[Activity]:
Down to the last line, repeat the entries exactly.

[Records]:
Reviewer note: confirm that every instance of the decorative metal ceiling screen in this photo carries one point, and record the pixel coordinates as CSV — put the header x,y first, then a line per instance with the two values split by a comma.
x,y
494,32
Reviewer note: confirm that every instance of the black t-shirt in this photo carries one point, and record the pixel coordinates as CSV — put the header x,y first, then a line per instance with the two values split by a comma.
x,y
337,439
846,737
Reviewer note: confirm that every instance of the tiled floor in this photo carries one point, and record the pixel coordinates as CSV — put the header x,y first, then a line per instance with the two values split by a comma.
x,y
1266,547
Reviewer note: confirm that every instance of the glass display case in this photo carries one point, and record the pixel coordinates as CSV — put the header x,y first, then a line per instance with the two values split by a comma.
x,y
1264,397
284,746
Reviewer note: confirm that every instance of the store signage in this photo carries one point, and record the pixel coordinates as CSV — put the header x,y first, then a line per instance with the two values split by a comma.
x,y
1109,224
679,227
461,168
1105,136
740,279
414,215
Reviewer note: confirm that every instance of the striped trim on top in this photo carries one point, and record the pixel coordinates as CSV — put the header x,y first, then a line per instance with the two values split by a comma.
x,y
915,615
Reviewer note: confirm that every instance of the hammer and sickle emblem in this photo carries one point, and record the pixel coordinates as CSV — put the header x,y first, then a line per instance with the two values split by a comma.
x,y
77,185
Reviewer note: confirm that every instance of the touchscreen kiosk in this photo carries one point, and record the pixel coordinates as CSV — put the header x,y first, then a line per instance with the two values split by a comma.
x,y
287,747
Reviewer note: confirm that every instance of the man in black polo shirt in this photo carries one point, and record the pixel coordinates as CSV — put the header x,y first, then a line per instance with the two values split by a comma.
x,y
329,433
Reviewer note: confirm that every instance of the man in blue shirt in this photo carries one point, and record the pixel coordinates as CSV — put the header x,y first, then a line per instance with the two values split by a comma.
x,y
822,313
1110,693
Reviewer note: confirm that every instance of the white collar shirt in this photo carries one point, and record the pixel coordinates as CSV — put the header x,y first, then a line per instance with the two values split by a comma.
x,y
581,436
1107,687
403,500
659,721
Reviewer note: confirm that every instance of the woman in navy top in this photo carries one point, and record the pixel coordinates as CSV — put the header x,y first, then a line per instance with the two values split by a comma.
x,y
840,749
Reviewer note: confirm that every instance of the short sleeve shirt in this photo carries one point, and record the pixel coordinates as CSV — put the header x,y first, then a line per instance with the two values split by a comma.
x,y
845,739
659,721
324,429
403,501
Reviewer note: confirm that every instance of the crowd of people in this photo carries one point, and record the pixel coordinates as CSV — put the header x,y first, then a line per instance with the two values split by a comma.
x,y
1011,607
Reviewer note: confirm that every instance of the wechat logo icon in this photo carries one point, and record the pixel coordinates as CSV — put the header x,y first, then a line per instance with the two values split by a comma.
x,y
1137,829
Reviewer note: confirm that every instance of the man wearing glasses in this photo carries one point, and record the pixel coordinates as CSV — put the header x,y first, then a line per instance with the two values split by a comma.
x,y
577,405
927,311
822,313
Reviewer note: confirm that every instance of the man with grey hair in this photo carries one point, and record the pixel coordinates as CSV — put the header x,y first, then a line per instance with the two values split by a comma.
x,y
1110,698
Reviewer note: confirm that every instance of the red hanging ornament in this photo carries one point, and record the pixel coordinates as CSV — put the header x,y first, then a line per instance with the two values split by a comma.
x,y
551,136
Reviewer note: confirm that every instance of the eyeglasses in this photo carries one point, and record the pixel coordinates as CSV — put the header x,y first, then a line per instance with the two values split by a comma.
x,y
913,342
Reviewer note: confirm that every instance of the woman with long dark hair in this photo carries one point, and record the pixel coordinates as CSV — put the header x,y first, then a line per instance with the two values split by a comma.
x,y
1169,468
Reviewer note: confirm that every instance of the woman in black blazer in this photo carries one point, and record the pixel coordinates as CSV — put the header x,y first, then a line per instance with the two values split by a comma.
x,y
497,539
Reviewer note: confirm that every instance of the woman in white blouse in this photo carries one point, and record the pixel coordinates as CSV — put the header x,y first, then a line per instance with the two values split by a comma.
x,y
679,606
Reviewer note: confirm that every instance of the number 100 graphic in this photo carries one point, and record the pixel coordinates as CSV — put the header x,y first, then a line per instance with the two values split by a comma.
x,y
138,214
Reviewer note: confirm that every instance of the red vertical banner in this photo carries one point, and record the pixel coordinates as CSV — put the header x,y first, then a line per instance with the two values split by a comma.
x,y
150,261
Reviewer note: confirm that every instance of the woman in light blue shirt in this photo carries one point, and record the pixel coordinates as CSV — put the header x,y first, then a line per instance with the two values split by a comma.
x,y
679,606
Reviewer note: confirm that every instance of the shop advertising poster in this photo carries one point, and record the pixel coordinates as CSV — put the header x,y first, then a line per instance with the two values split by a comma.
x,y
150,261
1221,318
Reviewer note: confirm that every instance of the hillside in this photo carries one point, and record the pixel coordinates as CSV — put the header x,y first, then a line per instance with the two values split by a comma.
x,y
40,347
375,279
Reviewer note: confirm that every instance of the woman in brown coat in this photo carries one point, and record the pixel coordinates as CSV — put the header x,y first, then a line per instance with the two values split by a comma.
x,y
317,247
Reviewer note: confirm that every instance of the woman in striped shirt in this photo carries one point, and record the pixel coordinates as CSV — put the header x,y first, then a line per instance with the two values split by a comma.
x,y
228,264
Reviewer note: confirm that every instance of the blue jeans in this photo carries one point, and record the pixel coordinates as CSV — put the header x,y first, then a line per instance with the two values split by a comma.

[Result of the task]:
Reviewer note: confirm that every instance of the decorative metal ceiling screen in this photo carries one point, and record the pixel coordinates as CSV — put the header x,y first, then a line per instance with the two values split by a comma.
x,y
494,32
Reviewer note: confirm that every instance of the black t-shirt in this photo carries one point, and record the pixel coordinates as CSV — put the header x,y first, then a line per instance with the two values split by a comma.
x,y
337,439
846,737
Reviewer note: confirm that every instance of the tiled floor in this photo carries one point, and record the pixel coordinates as CSV — put the header x,y first, then a line per instance with the two values split by a comma.
x,y
1266,547
Reviewer note: confirm that every instance of the glass display case in this photo carries one point, and record the pixel coordinates as CSV — put the header x,y first, then a line per instance with the two values split by a comma.
x,y
1264,397
284,746
Reviewer note: confirm that every instance of the store signage in this photo carries one point, and record the pixel coordinates as CSV — put the header x,y first, then a line per instance with the two values split by a comma.
x,y
1109,224
679,227
461,168
1105,136
740,279
414,215
Reviewer note: confirm that every instance of the striped trim on top in this photo carries one point, and record the pixel coordinates as CSV — put the header x,y first, then a line per instance with the two values split by a comma.
x,y
915,615
Reviewer note: confirm that every instance of the hammer and sickle emblem in this photo carries one point, and record the pixel coordinates as CSV — put the header x,y first, then a line per instance with the two values split by a comma.
x,y
77,185
Reviewer note: confirm that every instance of the touchscreen kiosk in this photo carries one point, and record the pixel coordinates as CSV — put the header x,y first, then a line per instance with the two values split by a comma.
x,y
287,747
Reviewer note: confirm that every instance of the man in black polo shirt in this photo carries one point, and record the pixel coordinates as CSV — put the header x,y first, then a line per instance with the two values split by a comma.
x,y
329,433
Reviewer note: confirm that every instance of the man in blue shirt in this photo carries one point, and record the pixel coordinates as CSV — put the header x,y first, then a line per instance with the two values split by a comma.
x,y
822,313
1110,693
Reviewer note: confirm that every instance of the white collar shirt in this photo carries one point, and record the pixel coordinates as CSV — put the header x,y first, then a line per instance with the two values split by a comma.
x,y
581,436
1107,687
403,500
659,721
Reviewer note: confirm that every instance of the woman in navy top in this photo carries one point, and record the pixel coordinates as CSV — put the header x,y first, then a line per instance with the two values split by a comma.
x,y
840,749
Reviewer note: confirm that every instance of the short sleeve shirt in this photo carries one point, and record the pixel coordinates as CSV — put the header x,y first, then a line per instance with the two values split by a comma.
x,y
845,739
659,721
324,429
403,501
Reviewer note: confirm that every instance of the crowd of people in this photo carries one point, and record the pixel coordinates as CSV — put the header x,y first, then a line per instance with the two values split by a comma.
x,y
1011,607
Reviewer note: confirm that every instance of the wechat logo icon in this photo carries one point, and record the pixel coordinates as CSV — put the header x,y first, then a line per instance with the two values split by a comma.
x,y
1137,829
Reviewer note: confirm that every instance of the man wearing glasses in this photo carries one point, and record the pixel coordinates as CSV — put the header x,y first, then a line per instance with the two values split by a comma.
x,y
577,405
927,311
822,313
Reviewer note: confirm that every instance of the man with grey hair in this photo carries one point, and record the pixel coordinates as CSV — put the header x,y first, then a line per instance with the two values split by a comma.
x,y
1110,698
Reviewer note: confirm that every instance of the red hanging ornament in this photo carries one point, and record the pixel coordinates as CSV — put the header x,y first, then a line per instance with the two values split by a comma.
x,y
551,136
Reviewer note: confirm that every instance of the eyeglasses in this photo carries one point, and record the pixel coordinates as CSV — put the header x,y first, then a line per instance with the two values split by a comma.
x,y
913,342
Reviewer note: confirm that every instance of the woman with long dark hair in this photo carries one point, and record the pixel coordinates as CSV — put the header x,y first, then a line per instance with the two values split by a comma.
x,y
1169,468
Reviewer note: confirm that every instance of the woman in black blazer in this photo carries one point, and record the pixel coordinates as CSV — put the header x,y first, then a line per instance with the two values split by a comma.
x,y
497,539
Reviewer note: confirm that every instance of the woman in white blouse in this photo carries one point, and record the pixel coordinates as CSV — put the header x,y first, then a line per instance with the two values split by a comma.
x,y
679,606
Reviewer note: confirm that every instance of the number 100 graphic in this photo carries one point, and record the pixel coordinates as CSV — put the header x,y first, then a line per instance with the two values split by a comma.
x,y
138,214
Reviewer note: confirm that every instance of the red vertical banner in this photo carries one point, and record the pixel coordinates as CSV — put the header x,y first, then a line per instance with the two values split by a comma.
x,y
150,261
Reviewer note: confirm that every instance of the woman in light blue shirt in this photo carries one point, and record the pixel coordinates as CSV — put the header x,y first, then a line per instance with the two values split by a comma.
x,y
679,606
Reviewer note: confirm that every instance of the shop advertising poster in this photo carries one point, and record the pixel coordinates as CSV — put the header x,y first, then a line per instance with the two values split by a comma.
x,y
150,261
1221,318
Reviewer note: confirm that every instance of the hillside in this photo carries one point, and record the pixel coordinates as CSV — put the header x,y first, then a line per instance with the two values split by a comma.
x,y
40,347
375,279
Reviewer note: confirm that every instance of the woman in brown coat in this photo carries one point, and record the pixel coordinates as CSV — put the header x,y first, then a line per instance with the two values split by a comma.
x,y
317,247
Reviewer note: confirm that every instance of the woman in striped shirt in this photo carries one point, and record the pixel coordinates as CSV — put the header x,y first, then a line per instance with the two values split by a comma.
x,y
228,264
Reviewer note: confirm that every instance of the blue jeans in this photo carries one point, and record the pixel coordinates as CSV — put the header x,y first, then a line per instance with the two values split by a comma.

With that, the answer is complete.